- **Task goal**
Would you please output the lines of the data below from the one containing "Target: plaid skirt" to the end, exactly and with nothing added?

(Point-per-instance localization data)
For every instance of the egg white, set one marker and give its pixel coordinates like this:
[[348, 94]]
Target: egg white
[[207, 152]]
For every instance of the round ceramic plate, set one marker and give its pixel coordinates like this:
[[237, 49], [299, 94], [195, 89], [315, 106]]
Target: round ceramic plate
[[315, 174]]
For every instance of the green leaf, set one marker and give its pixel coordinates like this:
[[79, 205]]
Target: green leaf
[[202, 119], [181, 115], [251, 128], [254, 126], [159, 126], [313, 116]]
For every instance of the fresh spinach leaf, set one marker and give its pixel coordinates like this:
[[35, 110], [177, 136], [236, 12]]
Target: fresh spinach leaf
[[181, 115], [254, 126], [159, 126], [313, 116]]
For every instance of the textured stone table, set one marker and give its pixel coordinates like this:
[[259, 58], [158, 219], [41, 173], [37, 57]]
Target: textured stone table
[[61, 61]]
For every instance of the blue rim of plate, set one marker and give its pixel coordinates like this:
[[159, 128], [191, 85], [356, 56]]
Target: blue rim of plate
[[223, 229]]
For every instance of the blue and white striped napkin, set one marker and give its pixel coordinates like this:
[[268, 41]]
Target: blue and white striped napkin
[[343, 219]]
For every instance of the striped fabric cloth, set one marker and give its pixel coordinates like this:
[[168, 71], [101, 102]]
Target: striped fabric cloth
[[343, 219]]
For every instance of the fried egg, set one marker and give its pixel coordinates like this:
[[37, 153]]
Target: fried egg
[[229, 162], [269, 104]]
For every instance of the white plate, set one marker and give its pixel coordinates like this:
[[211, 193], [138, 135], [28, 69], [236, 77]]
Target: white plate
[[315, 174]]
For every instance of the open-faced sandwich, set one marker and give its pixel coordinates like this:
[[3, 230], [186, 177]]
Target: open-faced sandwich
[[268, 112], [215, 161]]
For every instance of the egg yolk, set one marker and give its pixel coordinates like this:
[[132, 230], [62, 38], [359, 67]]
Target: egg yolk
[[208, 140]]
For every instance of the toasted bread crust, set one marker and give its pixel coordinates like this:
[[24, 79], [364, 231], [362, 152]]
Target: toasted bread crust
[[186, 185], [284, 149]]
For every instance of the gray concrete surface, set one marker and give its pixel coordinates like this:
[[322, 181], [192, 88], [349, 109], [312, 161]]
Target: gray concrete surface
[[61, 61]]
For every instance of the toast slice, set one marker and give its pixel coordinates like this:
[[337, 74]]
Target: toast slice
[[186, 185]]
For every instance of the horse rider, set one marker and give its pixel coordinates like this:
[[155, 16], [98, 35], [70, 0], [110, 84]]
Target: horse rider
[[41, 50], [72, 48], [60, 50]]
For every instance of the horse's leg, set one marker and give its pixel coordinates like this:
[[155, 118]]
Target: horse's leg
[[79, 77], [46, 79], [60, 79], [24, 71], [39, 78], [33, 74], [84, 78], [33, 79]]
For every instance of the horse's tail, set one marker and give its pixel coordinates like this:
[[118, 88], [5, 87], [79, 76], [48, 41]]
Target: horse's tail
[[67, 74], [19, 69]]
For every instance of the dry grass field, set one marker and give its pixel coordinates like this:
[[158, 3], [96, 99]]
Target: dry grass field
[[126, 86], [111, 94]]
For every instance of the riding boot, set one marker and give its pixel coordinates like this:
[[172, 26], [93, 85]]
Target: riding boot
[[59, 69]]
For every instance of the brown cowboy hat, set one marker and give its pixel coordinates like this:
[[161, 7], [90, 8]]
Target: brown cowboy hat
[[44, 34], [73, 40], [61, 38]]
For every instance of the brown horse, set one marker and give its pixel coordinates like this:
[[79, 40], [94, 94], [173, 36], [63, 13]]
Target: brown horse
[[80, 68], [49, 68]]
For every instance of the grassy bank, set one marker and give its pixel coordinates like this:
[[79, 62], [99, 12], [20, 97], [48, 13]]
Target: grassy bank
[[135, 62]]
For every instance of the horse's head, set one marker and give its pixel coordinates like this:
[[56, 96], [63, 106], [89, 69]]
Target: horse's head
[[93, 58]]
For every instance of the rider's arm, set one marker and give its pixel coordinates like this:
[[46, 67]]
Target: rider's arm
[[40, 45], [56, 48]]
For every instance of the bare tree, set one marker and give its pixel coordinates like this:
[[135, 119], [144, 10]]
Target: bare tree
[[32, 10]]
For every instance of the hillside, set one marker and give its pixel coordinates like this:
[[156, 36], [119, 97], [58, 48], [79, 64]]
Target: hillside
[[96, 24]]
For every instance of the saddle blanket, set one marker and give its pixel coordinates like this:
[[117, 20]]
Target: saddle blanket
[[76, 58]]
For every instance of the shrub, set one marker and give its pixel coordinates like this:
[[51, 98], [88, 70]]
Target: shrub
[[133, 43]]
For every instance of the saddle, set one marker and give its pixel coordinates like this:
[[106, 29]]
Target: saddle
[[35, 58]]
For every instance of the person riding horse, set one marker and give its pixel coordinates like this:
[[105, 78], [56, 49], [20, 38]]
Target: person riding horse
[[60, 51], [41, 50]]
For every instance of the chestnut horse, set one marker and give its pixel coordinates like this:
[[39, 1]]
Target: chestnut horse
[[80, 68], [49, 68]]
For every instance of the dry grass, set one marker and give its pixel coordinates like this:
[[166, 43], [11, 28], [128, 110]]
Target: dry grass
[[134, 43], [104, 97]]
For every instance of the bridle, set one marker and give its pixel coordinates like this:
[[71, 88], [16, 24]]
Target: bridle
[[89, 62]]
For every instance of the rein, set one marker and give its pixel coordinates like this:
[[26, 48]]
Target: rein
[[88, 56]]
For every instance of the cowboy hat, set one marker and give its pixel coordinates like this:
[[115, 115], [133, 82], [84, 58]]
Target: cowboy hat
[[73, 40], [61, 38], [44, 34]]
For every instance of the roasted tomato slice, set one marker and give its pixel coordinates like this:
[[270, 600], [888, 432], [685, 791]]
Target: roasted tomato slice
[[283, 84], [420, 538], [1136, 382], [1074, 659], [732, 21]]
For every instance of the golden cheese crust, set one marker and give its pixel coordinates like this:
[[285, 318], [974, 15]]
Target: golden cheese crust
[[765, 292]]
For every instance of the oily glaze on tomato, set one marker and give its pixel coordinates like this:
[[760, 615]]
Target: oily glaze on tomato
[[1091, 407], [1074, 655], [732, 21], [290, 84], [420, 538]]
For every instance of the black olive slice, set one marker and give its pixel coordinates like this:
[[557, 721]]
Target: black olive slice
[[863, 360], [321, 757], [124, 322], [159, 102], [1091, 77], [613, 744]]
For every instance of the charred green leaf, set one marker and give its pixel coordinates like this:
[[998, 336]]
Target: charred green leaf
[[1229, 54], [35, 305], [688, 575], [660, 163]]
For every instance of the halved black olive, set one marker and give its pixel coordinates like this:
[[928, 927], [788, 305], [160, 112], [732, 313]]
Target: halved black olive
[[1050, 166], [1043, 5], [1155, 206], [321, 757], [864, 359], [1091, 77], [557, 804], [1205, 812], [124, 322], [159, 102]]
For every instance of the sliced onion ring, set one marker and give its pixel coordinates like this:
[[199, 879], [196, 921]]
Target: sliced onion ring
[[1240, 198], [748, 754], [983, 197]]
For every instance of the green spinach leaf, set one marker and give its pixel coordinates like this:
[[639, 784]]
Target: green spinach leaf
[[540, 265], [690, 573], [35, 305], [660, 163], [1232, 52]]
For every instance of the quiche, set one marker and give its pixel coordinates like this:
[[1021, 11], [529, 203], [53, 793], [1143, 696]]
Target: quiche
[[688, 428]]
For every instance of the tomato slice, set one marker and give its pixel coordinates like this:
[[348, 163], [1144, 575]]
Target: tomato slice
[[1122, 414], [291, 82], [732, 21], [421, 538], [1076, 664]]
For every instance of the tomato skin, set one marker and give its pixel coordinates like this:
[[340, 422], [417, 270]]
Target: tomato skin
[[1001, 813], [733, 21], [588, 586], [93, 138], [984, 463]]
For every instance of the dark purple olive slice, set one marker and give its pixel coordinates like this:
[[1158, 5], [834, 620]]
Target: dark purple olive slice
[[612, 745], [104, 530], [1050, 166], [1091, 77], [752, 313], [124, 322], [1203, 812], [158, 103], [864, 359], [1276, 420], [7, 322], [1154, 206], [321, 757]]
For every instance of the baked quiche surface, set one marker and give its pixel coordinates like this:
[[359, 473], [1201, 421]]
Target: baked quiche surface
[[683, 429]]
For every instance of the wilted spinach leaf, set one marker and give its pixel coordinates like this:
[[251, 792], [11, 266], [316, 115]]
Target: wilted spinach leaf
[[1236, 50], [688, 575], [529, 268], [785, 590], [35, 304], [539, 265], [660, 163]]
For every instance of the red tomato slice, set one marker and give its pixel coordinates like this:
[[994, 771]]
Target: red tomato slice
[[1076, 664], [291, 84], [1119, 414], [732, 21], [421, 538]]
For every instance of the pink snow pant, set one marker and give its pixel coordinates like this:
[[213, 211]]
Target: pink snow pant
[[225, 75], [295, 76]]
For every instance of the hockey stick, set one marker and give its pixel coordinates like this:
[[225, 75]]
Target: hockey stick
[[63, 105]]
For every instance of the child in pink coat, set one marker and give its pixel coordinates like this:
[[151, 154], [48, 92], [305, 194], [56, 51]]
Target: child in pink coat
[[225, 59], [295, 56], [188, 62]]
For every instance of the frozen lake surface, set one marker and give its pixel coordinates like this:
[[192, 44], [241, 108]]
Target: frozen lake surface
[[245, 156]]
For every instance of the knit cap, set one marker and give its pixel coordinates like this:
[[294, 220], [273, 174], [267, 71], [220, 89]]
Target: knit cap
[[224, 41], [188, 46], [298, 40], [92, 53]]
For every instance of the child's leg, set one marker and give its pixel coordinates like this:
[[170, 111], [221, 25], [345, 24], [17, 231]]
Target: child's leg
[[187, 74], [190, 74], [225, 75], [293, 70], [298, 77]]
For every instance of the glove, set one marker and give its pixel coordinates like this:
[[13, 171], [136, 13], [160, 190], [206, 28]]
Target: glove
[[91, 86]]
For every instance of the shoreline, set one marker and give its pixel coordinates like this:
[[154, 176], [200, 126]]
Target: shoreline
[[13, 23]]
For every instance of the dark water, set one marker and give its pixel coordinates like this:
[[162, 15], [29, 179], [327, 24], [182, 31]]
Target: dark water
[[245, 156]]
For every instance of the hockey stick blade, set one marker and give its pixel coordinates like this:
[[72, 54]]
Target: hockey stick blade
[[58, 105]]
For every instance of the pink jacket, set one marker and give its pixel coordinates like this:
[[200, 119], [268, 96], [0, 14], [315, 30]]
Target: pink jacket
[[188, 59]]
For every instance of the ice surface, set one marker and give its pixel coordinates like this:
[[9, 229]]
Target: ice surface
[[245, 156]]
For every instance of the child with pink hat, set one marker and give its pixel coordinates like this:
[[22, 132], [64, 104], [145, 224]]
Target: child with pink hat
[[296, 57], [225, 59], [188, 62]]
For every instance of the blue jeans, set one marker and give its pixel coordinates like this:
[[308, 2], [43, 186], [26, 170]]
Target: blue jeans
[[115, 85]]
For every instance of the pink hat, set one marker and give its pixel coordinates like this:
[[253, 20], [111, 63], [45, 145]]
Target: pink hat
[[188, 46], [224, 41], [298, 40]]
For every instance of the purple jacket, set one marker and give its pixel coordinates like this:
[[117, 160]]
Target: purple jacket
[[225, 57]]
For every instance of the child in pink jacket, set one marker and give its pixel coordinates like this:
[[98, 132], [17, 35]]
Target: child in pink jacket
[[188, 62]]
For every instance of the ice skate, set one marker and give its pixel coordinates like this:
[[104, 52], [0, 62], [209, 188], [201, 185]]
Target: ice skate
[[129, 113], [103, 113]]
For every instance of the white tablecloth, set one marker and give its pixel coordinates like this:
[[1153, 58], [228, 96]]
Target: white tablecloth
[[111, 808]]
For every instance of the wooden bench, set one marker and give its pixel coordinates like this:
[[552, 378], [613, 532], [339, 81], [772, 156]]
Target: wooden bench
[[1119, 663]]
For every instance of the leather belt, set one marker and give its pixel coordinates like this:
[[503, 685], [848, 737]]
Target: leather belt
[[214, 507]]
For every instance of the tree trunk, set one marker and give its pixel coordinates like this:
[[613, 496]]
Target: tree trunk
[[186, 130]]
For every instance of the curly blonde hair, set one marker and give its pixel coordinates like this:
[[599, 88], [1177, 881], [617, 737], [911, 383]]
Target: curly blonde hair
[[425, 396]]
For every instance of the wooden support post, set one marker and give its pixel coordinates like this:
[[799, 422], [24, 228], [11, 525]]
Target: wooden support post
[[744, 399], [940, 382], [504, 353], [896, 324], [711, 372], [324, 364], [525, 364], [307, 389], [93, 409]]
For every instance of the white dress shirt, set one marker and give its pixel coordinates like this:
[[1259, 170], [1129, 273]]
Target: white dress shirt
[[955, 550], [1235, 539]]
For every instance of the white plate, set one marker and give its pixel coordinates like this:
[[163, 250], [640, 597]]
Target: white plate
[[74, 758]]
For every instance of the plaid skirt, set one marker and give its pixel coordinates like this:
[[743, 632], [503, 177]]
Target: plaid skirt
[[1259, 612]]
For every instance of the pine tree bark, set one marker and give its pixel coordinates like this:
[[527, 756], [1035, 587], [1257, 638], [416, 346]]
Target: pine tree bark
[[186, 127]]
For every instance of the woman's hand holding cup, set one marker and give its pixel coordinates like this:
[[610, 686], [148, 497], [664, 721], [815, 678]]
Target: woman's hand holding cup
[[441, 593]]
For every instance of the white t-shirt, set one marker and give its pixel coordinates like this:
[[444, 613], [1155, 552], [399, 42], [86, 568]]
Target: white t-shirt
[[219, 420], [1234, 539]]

- **Written answer**
Target: plaid skirt
[[1259, 612]]
For every instance of the pine tree bark, set one marker and give its pixel coordinates like this:
[[527, 756], [1035, 587], [1257, 638], [416, 346]]
Target: pine tree bark
[[186, 127]]
For every instance of the woman's hand holding cup, set one marker and give its pixel coordinates like this:
[[610, 686], [148, 497], [664, 721], [815, 678]]
Target: woman's hand holding cup
[[441, 593]]
For every instance of the white t-shirt, set one marker and give its pixel coordinates like this:
[[444, 613], [1155, 552], [399, 42], [86, 568]]
Target: white t-shirt
[[219, 420], [1234, 539]]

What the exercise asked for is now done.